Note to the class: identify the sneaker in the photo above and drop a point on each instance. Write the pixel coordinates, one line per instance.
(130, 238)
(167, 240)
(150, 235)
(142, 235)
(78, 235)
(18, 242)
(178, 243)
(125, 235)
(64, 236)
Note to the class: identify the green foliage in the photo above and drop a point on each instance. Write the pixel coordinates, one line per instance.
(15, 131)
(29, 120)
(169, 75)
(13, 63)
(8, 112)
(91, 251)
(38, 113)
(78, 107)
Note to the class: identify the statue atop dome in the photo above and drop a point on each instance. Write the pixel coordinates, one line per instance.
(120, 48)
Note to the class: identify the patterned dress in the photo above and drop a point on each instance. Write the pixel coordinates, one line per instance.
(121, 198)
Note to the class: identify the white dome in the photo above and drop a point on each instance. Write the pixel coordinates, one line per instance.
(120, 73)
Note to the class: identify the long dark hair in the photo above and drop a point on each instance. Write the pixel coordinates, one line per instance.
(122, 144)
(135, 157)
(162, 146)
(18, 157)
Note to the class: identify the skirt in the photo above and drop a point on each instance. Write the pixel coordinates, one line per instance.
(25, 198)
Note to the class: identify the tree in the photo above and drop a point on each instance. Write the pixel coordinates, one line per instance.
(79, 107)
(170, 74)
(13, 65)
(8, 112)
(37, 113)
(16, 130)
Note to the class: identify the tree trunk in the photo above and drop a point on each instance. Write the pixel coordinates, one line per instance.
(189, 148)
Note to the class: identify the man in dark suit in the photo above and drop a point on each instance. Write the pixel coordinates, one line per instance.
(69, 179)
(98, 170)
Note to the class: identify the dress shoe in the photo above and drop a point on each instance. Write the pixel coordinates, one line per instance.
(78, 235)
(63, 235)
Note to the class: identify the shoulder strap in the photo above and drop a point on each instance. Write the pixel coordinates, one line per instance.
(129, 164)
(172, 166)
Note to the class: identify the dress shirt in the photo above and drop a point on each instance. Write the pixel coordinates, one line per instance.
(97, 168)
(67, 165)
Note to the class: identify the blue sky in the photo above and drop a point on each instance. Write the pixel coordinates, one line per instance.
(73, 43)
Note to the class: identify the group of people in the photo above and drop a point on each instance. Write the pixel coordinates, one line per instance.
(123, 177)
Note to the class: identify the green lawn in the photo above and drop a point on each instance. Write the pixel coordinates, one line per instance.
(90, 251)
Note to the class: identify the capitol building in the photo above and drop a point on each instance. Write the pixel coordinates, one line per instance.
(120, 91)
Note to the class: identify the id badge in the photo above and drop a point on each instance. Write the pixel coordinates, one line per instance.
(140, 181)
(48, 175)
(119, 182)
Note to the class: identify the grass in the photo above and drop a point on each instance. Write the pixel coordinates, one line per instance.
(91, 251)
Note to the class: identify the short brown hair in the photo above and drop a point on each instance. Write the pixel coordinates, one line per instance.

----------

* _Task objective_
Copy out each record above exactly, leaving nothing out.

* _Answer section_
Note to the class: identify the sneaker in the photo above and drop a point on each instance. Write the pixel coordinates, one line per instance.
(130, 238)
(167, 240)
(150, 235)
(142, 235)
(78, 235)
(18, 242)
(178, 243)
(125, 235)
(64, 236)
Note to the class: identify the green foliage in the photo above and drop a point on each instance. Write the pixel coordinates, one line per instance.
(15, 131)
(29, 120)
(169, 75)
(13, 63)
(8, 112)
(91, 251)
(38, 113)
(78, 107)
Note to the class: identify the statue atop dome in the photo above and drop a point on each instance. Write the pixel coordinates, one line per instance.
(120, 48)
Note to the class: identify the patterned dress in the photo above and drop a point on each instance. Write the pixel coordinates, one line per instance.
(121, 198)
Note to the class: identify the white dome in the photo above and drop a point on each instance. Write the pixel coordinates, one line per instance.
(120, 73)
Note to the class: identify the long dark hair in the photo above and drop a point on each instance. Write the pixel coordinates, one line per instance.
(122, 144)
(135, 157)
(162, 146)
(18, 157)
Note to the class: identify the skirt in the photo above and drop a point on each instance. Write the pixel coordinates, one line per instance.
(25, 198)
Note to the class: identify the tree in the photo above and drop a point on each instance. Write the pixel coordinates, one line per instance.
(79, 107)
(170, 74)
(13, 65)
(8, 112)
(37, 113)
(16, 130)
Note to the class: identify the tree trunk in the photo above and drop a point on each instance. Write the pixel coordinates, one line per instance.
(189, 148)
Note to the class: identify the man in dark suit in the photo above and drop a point on each instance. Write the pixel coordinates, one line per instance.
(69, 179)
(98, 170)
Note to the class: identify the dress shoe in the photo above and drop a point on each instance. Write the pixel coordinates, one line per instance.
(78, 235)
(63, 235)
Note to the class: identify the shoulder strap in the photo above and drop a point on each instance. Write the pixel coordinates, one line per instance.
(129, 164)
(172, 166)
Note to the class: identify the dress shirt in the photo above and drop a point on each instance. Write the pixel coordinates, one line per instance.
(97, 168)
(67, 165)
Note to the class: identify the blue sky in the photo above and drop a point on each instance. Write the pixel coordinates, one line per instance.
(73, 43)
Note to the class: identify the group of people in the photo above and drop a point on each instance. Write the pixel coordinates, one line per instance.
(123, 177)
Note to the class: identify the green lawn in the photo above and drop a point on each instance. Write the pixel coordinates, one line per instance.
(90, 251)
Note to the class: identify the capitol building in the photo above and drop a point on each instance. Write the pixel coordinates, one line per instance.
(120, 91)
Note to the class: identify the id badge in the photo above and drop a point on each instance. Write the pixel coordinates, one line per instance.
(140, 181)
(48, 175)
(119, 182)
Note to the class: identify the grass in the photo above and drop a point on each instance. Write the pixel coordinates, one line per instance.
(91, 251)
Note to the class: identify the short brown hair in the photo above and drop a point on each instance. Write the pixel coordinates, one line per instance.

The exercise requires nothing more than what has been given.